§ **WHAT IS NEEDED**
Please turn the material below into a numbered list, one line per item, omitting blank lines. Leave the pictures out of your answer.

(Data listing)
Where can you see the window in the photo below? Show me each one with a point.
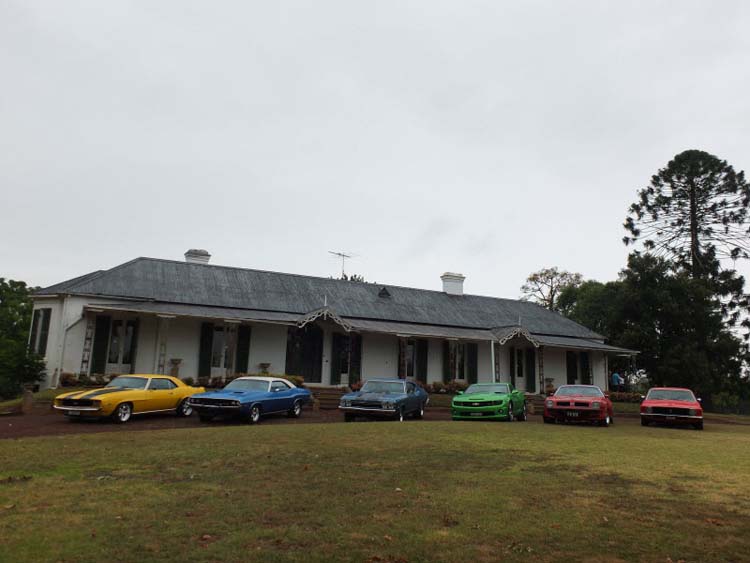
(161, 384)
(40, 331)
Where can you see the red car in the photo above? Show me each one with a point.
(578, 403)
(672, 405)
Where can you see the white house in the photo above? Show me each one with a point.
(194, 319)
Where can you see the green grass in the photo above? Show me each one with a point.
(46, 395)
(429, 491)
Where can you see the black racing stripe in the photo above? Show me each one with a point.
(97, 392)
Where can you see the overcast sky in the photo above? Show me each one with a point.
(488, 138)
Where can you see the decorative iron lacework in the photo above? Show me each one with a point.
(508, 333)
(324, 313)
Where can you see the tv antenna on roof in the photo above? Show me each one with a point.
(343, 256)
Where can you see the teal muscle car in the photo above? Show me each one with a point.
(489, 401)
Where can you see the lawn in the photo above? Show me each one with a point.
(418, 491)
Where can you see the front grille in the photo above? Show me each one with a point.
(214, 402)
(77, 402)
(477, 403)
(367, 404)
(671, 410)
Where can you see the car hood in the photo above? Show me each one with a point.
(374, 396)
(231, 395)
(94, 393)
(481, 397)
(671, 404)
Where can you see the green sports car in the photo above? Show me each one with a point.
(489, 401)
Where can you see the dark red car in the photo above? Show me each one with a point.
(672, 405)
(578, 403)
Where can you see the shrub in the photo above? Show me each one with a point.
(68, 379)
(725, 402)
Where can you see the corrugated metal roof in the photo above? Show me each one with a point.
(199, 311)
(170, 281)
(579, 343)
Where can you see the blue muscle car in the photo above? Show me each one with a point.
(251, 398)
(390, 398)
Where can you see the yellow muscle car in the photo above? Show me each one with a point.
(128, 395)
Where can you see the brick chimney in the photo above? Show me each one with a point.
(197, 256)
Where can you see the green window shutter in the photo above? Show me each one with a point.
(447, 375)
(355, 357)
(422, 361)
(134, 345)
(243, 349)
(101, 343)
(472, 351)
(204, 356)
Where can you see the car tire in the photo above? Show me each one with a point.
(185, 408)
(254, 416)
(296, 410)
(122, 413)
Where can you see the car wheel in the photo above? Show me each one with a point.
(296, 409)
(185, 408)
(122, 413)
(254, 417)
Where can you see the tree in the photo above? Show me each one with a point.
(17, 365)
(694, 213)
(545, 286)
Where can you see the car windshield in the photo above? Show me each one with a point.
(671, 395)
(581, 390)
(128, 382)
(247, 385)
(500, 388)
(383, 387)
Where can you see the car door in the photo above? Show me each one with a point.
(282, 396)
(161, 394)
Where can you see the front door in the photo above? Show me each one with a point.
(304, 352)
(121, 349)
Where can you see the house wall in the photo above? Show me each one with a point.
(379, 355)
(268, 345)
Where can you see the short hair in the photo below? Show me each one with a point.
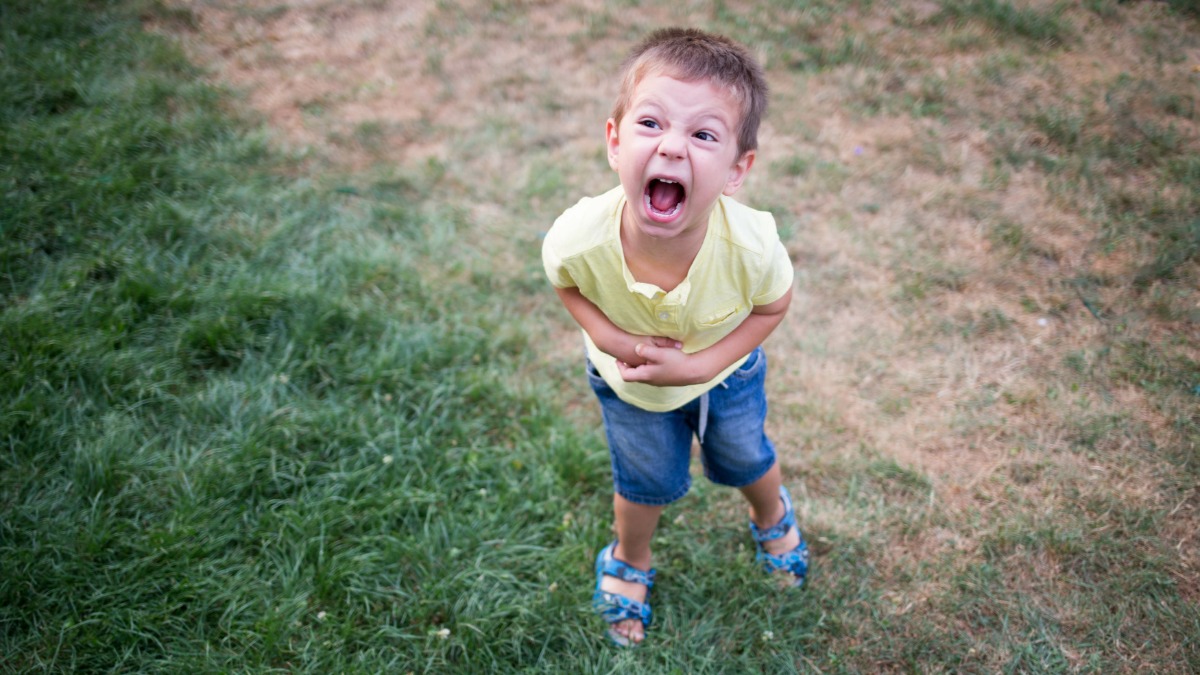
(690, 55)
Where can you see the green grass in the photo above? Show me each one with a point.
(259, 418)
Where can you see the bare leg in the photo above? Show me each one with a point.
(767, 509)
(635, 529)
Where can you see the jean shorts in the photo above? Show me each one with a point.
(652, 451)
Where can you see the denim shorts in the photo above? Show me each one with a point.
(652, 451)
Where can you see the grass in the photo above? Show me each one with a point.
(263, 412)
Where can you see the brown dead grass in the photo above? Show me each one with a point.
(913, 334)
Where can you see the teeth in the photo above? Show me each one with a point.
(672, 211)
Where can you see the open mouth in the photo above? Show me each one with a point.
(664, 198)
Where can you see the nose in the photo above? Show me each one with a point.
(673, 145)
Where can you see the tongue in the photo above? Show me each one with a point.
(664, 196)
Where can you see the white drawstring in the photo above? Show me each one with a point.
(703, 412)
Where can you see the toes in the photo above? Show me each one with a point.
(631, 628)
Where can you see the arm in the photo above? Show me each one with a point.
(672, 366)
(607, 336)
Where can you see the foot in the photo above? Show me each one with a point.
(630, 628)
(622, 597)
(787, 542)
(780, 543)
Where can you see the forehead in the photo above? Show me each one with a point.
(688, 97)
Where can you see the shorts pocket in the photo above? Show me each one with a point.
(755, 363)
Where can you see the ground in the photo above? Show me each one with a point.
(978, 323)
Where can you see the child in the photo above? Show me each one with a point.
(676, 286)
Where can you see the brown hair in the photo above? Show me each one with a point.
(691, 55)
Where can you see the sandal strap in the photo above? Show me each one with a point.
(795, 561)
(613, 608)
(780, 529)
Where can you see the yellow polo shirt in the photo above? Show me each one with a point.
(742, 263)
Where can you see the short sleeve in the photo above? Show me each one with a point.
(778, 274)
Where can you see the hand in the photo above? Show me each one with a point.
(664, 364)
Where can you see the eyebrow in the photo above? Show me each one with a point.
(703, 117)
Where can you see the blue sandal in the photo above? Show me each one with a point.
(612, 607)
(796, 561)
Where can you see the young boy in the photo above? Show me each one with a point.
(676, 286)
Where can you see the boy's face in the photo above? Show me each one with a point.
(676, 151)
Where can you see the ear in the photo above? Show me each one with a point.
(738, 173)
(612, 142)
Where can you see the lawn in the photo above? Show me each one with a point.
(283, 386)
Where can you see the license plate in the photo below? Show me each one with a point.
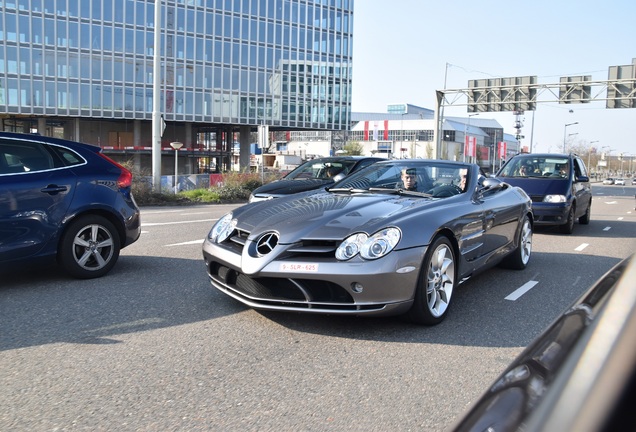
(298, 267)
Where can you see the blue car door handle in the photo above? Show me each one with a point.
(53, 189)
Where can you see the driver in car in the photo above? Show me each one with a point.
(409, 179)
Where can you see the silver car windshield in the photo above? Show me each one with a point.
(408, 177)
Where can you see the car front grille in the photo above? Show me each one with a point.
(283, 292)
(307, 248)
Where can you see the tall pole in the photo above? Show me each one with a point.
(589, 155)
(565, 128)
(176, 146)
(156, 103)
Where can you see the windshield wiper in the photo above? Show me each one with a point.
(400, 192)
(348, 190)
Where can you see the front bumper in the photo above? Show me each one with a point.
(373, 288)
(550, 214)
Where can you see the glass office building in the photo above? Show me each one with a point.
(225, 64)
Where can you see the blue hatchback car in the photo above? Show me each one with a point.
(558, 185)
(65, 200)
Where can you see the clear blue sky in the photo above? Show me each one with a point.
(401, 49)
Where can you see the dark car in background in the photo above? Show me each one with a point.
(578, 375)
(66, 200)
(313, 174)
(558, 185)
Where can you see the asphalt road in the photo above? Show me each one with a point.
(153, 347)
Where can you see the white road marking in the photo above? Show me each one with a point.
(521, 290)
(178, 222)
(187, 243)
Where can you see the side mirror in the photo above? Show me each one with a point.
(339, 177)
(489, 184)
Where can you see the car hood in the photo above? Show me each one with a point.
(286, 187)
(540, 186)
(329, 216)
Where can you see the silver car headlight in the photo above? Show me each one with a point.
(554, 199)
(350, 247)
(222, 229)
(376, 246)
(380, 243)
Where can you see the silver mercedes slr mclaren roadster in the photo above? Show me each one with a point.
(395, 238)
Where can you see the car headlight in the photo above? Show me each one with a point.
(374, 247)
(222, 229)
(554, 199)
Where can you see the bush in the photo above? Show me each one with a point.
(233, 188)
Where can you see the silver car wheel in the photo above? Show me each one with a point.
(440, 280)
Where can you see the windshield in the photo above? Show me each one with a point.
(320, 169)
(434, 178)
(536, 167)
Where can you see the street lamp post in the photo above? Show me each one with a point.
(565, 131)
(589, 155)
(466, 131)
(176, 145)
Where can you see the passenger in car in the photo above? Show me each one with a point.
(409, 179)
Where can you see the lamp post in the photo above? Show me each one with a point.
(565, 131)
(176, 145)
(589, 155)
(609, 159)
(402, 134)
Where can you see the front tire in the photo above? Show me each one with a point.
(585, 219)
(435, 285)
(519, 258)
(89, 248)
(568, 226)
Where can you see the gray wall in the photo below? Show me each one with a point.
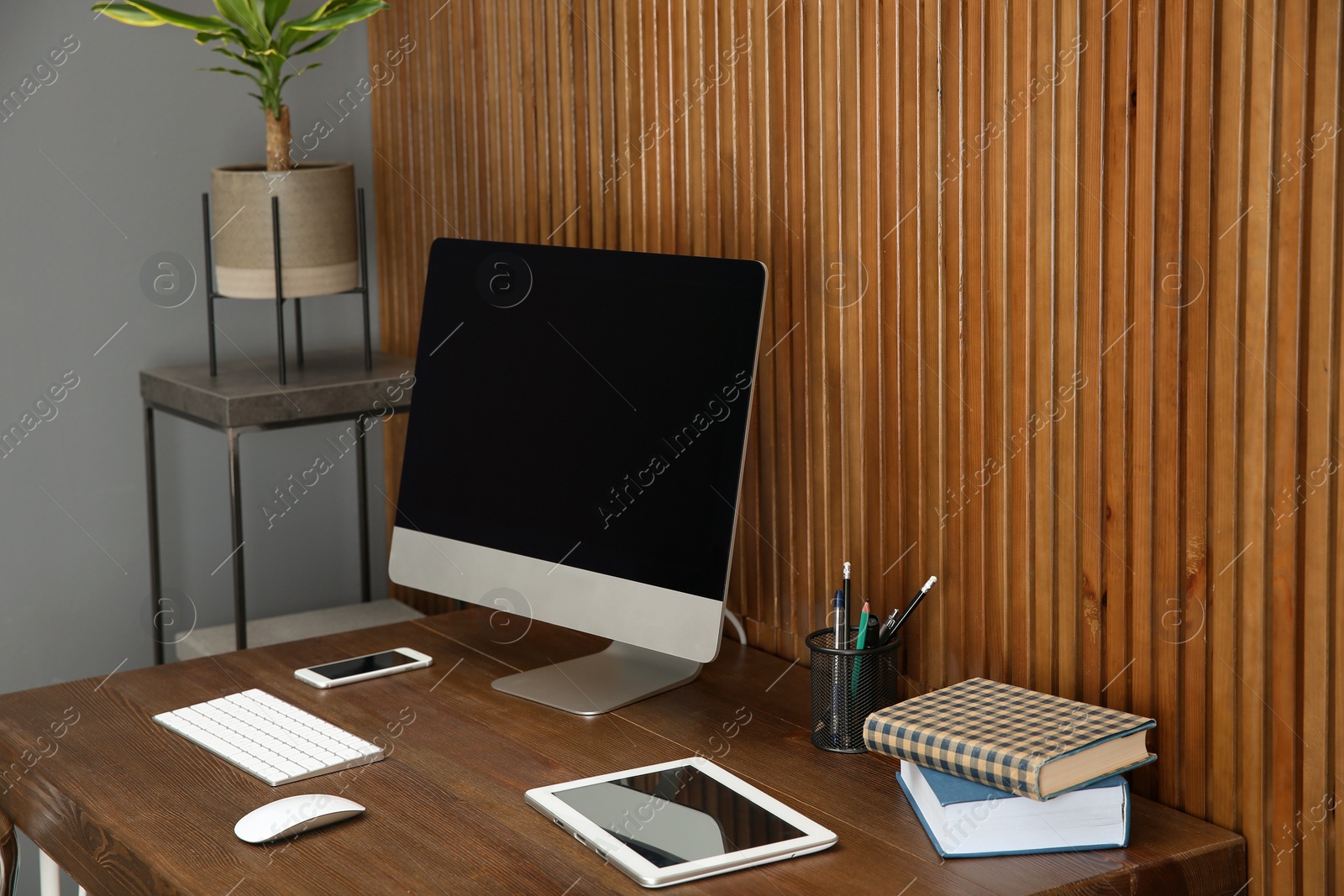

§ **ANSWER**
1. Where can you see the window in the photo below? Show me each one with a point.
2. (161, 384)
3. (40, 331)
4. Where can you see the red car in the photo above? Show me each one with a point.
5. (578, 403)
6. (672, 405)
7. Where can you see the white house in the photo above? Show me each one with a point.
8. (194, 319)
9. Where can you see the green grass in the photo above? Show me each one with a point.
10. (46, 395)
11. (429, 491)
12. Where can you see the black racing stripe in the photo above? Show me each one with a point.
13. (97, 392)
14. Where can you see the overcast sky in the photo above? Show me each one with a point.
15. (488, 138)
16. Where can you see the decorative iron lacework in the photo above? Show me each one with a point.
17. (508, 333)
18. (324, 313)
19. Where can you see the tv antenna on roof in the photo above? Show me each one with a point.
20. (343, 256)
21. Where can you see the teal muscle car in the photo above? Show me each one with a point.
22. (489, 401)
23. Where can you see the lawn in the photo above? Show me each one with a point.
24. (418, 491)
25. Where can you see the front grille in the photo above? Show me each one with a point.
26. (214, 402)
27. (77, 402)
28. (477, 403)
29. (367, 404)
30. (671, 410)
31. Where can you see the car hood in the photo above? Show me each one with a point.
32. (374, 396)
33. (231, 395)
34. (94, 393)
35. (481, 397)
36. (671, 404)
37. Where can you see the green sports car in the photo above? Show me each one with a point.
38. (489, 401)
39. Where can you see the dark red car in the photo above? Show me each one with a point.
40. (672, 405)
41. (578, 403)
42. Where can you see the shrub in the photo above? Show me each one with a point.
43. (68, 379)
44. (725, 402)
45. Where can you see the corrugated metal roof in the photo above? Show me each one with a point.
46. (199, 311)
47. (170, 281)
48. (579, 343)
49. Where can you see the blue muscle car in the photo above? Show me each one with a point.
50. (251, 398)
51. (390, 398)
52. Where can you see the yellow muscle car in the photo above? Show me each one with a point.
53. (128, 395)
54. Where can you see the brick chimney in the photo above? Show me each one with a point.
55. (197, 256)
56. Where can you see the green window shutter in the photo above? Show me each one with a point.
57. (447, 375)
58. (355, 357)
59. (422, 361)
60. (134, 345)
61. (243, 349)
62. (101, 343)
63. (472, 351)
64. (204, 356)
65. Where can you see the car tire in the photo above? Show me each one with a point.
66. (185, 408)
67. (254, 416)
68. (296, 410)
69. (122, 413)
70. Where can you see the car wheel in the photo above? Show me each one with a point.
71. (296, 409)
72. (185, 408)
73. (122, 413)
74. (254, 417)
75. Where can you see the tree in the photo above? Show me each one with a point.
76. (17, 365)
77. (694, 213)
78. (545, 286)
79. Where can you see the car windshield in the photo above? Show me each one with a point.
80. (671, 395)
81. (581, 390)
82. (128, 382)
83. (247, 385)
84. (500, 388)
85. (383, 387)
86. Where can you see the car door in the photo above? Show me each one with a point.
87. (282, 396)
88. (161, 394)
89. Where can you see the front door in the photo above? Show me each one with a point.
90. (304, 352)
91. (121, 349)
92. Where can you see the house wall in the photo above? Show me each one with a point.
93. (379, 355)
94. (268, 345)
95. Where can you see the short hair in the photo below? Show me each one with a point.
96. (690, 55)
97. Where can you see the green grass in the photo above? Show me each one with a point.
98. (259, 418)
99. Where can you see the bare leg in the photo above? Show me each one with a point.
100. (767, 509)
101. (635, 529)
102. Where can you see the jean shorts in the photo above? Show me each one with a point.
103. (652, 451)
104. Where can you see the denim shorts in the photo above? Show me each one with a point.
105. (652, 451)
106. Where can you see the grass in the photo above? Show me each one with a point.
107. (263, 412)
108. Where can you see the brown dead grass in the photo above? Show me each one with a point.
109. (913, 334)
110. Where can you see the teeth in the photo above? Show me each one with a point.
111. (672, 211)
112. Where can you see the open mouth in the photo above? Show me each one with a point.
113. (664, 198)
114. Where can you see the nose in the photo above? Show me each one with a point.
115. (673, 145)
116. Where can you see the tongue in the photo above? Show me each one with a point.
117. (664, 196)
118. Where can you see the white drawstring in the photo above? Show me each one with a point.
119. (703, 412)
120. Where can you see the toes in the photo above? Show me each one with a point.
121. (631, 628)
122. Where can you see the arm in the photo above? Show me each one with a point.
123. (672, 366)
124. (607, 336)
125. Where can you see the foot in the photo above? Show me each one with a point.
126. (630, 628)
127. (622, 597)
128. (787, 542)
129. (780, 543)
130. Where can you see the forehead in the photo above? Show me each one with a point.
131. (688, 97)
132. Where can you see the shorts pocket in the photo above? Show me each one with a point.
133. (755, 363)
134. Where can you see the ground in the photo above? Show me each one with a point.
135. (978, 323)
136. Where can you see the child in the photo above? Show me each one with a point.
137. (676, 286)
138. Where can you see the brown hair in the photo above? Show me each one with a point.
139. (691, 55)
140. Where can you see the sandal strap in the photo above? Show me each one with a point.
141. (795, 561)
142. (613, 608)
143. (780, 529)
144. Where can you see the yellow polo shirt in the photo above? Show me each one with a point.
145. (742, 263)
146. Where can you see the short sleeve in the photo above? Show me each one with a point.
147. (778, 274)
148. Where can you see the hand in the photo above? Show me each one with a point.
149. (664, 364)
150. Where can you see the eyebrow in the photo above? Show me each one with a point.
151. (703, 117)
152. Where can you see the blue sandal in the photo above? Show me each one with a point.
153. (612, 607)
154. (796, 561)
155. Where can you see the young boy in the photo above? Show me each one with a point.
156. (676, 286)
157. Where can you see the boy's face in the photo above? Show me each one with a point.
158. (676, 151)
159. Where can you see the ear in the photo above? Show me each one with a point.
160. (738, 173)
161. (612, 142)
162. Where can you see the lawn in the photo above? Show me each one with a point.
163. (283, 386)
164. Where can you see the license plate in the photo below? Show me each one with a point.
165. (298, 267)
166. Where can you see the blue car door handle in the photo above? Show me each one with a point.
167. (53, 189)
168. Where can you see the driver in car in the photo above? Show me each one with a point.
169. (409, 179)
170. Where can you see the silver car windshield in the photo above? Show me each one with a point.
171. (408, 177)
172. Where can you see the car front grille in the photo above? Show me each one with a point.
173. (283, 292)
174. (307, 248)
175. Where can you see the tall pole in the photo above? Show me each one with a point.
176. (589, 155)
177. (565, 128)
178. (176, 146)
179. (156, 103)
180. Where can you see the windshield wiper in the photo above? Show me each one with a point.
181. (400, 192)
182. (348, 190)
183. Where can you see the front bumper in the photo above? Show me each one with a point.
184. (373, 288)
185. (550, 214)
186. Where can you see the glass office building in the photo above? Show me each one with a point.
187. (225, 64)
188. Where can you see the blue hatchback car in the photo above? Show me each one with a point.
189. (558, 185)
190. (65, 200)
191. Where can you see the clear blue sky in the photo above? Show me each one with a point.
192. (401, 49)
193. Where can you see the dark car in background in the photo above? Show me each one with a point.
194. (578, 375)
195. (66, 200)
196. (313, 174)
197. (558, 185)
198. Where can you see the asphalt road in the photo above? Show me each one with a point.
199. (153, 347)
200. Where can you see the white road marking in the photo above? Show me each one with a point.
201. (521, 290)
202. (178, 222)
203. (187, 243)
204. Where can you see the side mirror in the photo above? Show me each one with a point.
205. (339, 177)
206. (489, 184)
207. Where can you see the car hood in the photo above? Show me each one with a point.
208. (286, 187)
209. (540, 186)
210. (329, 216)
211. Where can you see the silver car headlight in the photo above? Show me each one with a point.
212. (554, 199)
213. (350, 247)
214. (222, 229)
215. (376, 246)
216. (380, 243)
217. Where can you see the silver mercedes slr mclaren roadster in the photo above? Show me each one with a point.
218. (395, 238)
219. Where can you see the car headlight in the photo above? Show me each one with a point.
220. (374, 247)
221. (222, 229)
222. (554, 199)
223. Where can you see the bush in the photo above? Show me each one with a point.
224. (233, 188)
225. Where can you see the silver car wheel in the photo above? Show me each one with a point.
226. (440, 280)
227. Where can you see the windshield in the photo above? Show me each one with a point.
228. (320, 169)
229. (434, 178)
230. (536, 167)
231. Where can you see the street lamp post in the photo above? Show me each one with a point.
232. (565, 131)
233. (589, 155)
234. (466, 131)
235. (176, 145)
236. Where can you see the passenger in car in the photo above? Show me each one with a point.
237. (409, 179)
238. Where can you see the lamp post in the photo above? Show me each one with a point.
239. (565, 131)
240. (176, 145)
241. (589, 155)
242. (609, 159)
243. (402, 134)
244. Where can you see the front tire in the photo above? Show me each one with a point.
245. (585, 219)
246. (435, 285)
247. (519, 258)
248. (89, 248)
249. (568, 226)
250. Where can you see the gray wall in the photo below? Show me each one with a point.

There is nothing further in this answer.